Job: Output the records below, from the line containing "# test: put a marker on the rooftop" through the end of the records, as a Markdown table with the columns Row and Line, skipping blank lines. Leave the pictures out of the table.

Exercise material:
▬▬▬▬▬▬

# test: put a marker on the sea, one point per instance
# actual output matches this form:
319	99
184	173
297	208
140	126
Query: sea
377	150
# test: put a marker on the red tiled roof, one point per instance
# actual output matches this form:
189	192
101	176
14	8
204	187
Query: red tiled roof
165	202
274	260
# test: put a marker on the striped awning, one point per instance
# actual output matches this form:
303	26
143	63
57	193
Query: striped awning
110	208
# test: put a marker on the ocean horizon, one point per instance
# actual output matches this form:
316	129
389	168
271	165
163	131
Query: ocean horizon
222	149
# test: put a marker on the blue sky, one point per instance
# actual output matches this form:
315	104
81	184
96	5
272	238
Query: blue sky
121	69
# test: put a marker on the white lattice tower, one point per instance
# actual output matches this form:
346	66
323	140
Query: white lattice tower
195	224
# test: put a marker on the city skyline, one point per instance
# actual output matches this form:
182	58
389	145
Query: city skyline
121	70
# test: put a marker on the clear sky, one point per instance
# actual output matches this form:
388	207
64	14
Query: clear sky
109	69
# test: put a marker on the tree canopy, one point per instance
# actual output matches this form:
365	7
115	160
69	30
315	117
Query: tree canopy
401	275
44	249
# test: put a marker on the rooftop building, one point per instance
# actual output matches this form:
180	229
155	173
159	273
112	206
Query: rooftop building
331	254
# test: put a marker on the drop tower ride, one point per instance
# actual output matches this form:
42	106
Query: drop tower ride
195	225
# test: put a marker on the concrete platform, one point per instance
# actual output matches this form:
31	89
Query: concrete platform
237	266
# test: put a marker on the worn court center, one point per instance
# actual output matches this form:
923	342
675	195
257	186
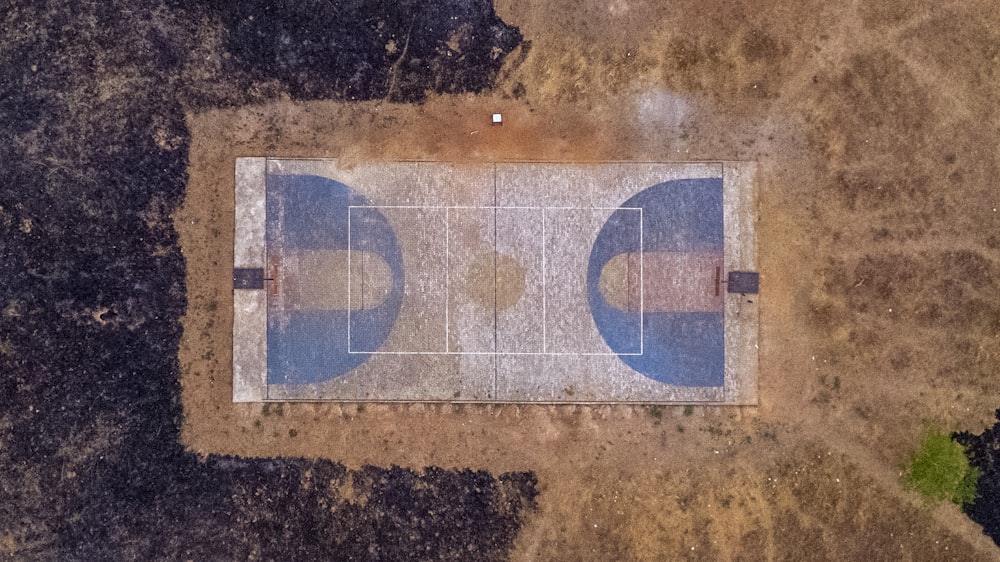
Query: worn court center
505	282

▬▬▬▬▬▬

Response to this task:
| Row | Line |
|---|---|
| 1 | # test: put a marker on the rooftop building, one point per instance |
| 2 | # actual output matches this form: |
| 3 | 180	229 |
| 4 | 155	173 |
| 5 | 159	273 |
| 6 | 112	206 |
| 7 | Query: rooftop building |
| 8 | 331	254 |
| 9 | # test: put a marker on the drop tower ride, one point per instance |
| 10 | # actual output matches this form: |
| 11 | 42	106 |
| 12 | Query: drop tower ride |
| 13 | 195	225 |
| 14 | # test: put a marker on the concrete platform, one point per instance |
| 15 | # actual output matches this form: |
| 16 | 31	89 |
| 17 | Query: concrete platform |
| 18 | 237	266 |
| 19 | # test: put a marker on the worn court center, one point per instance |
| 20 | # actual output matches this form: |
| 21 | 923	342 |
| 22 | 675	195 |
| 23 | 257	186 |
| 24 | Query: worn court center |
| 25 | 505	282 |